YOUR GOAL →
Pull every line that contains the word "instance" from the material below.

>> Begin

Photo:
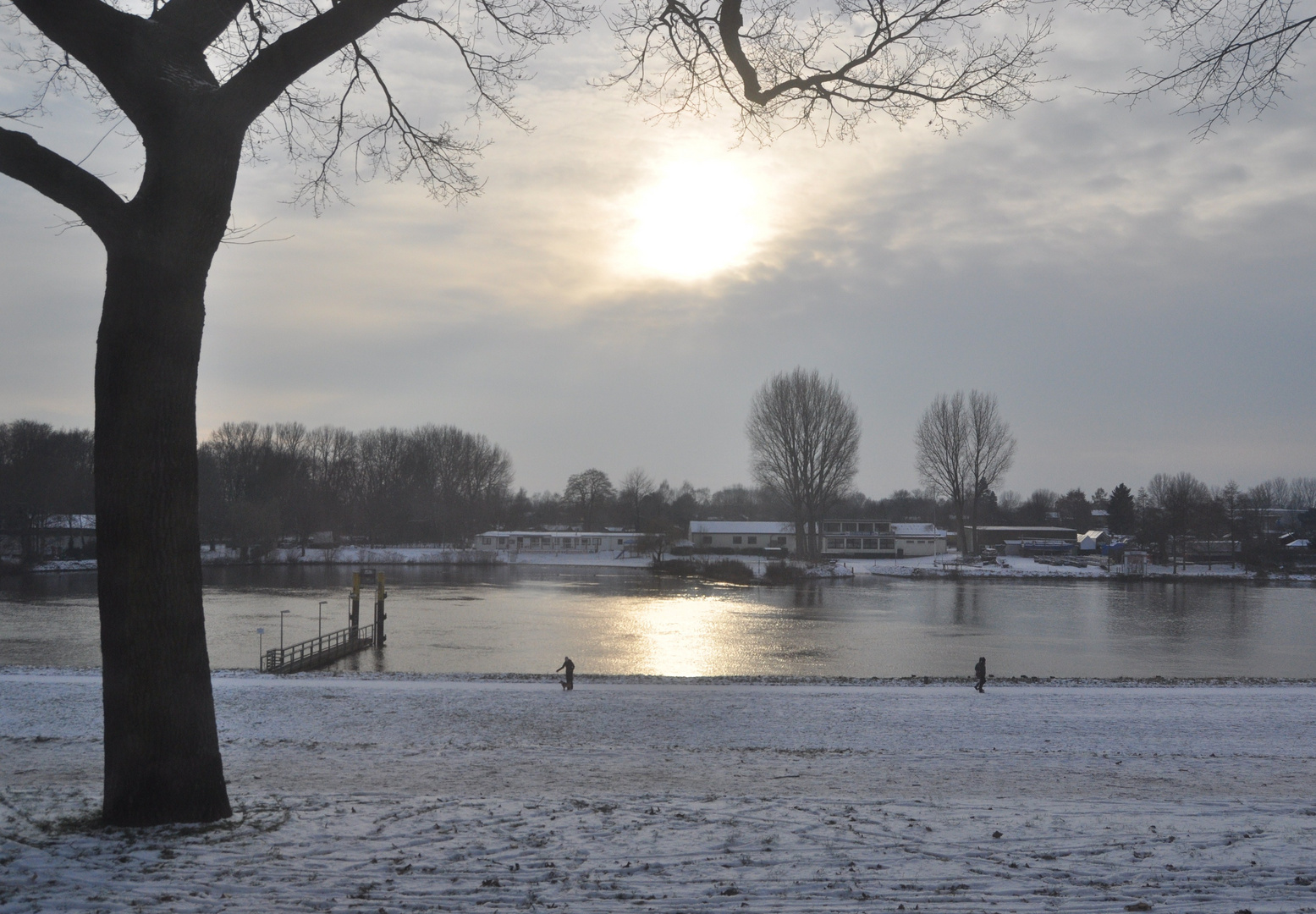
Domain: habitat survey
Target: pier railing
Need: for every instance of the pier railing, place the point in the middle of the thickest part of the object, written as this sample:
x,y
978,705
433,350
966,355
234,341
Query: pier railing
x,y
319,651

>> End
>> Begin

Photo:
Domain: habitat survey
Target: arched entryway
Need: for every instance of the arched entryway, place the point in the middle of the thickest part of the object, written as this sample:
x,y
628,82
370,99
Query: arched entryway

>> End

THE ANSWER →
Need: for every instance of the pier railing, place the point in the middle of the thickest part of the object, written as this sample:
Need: for every instance of the arched entryway, place the point in the middle of the thickest part of the object, written as this sample:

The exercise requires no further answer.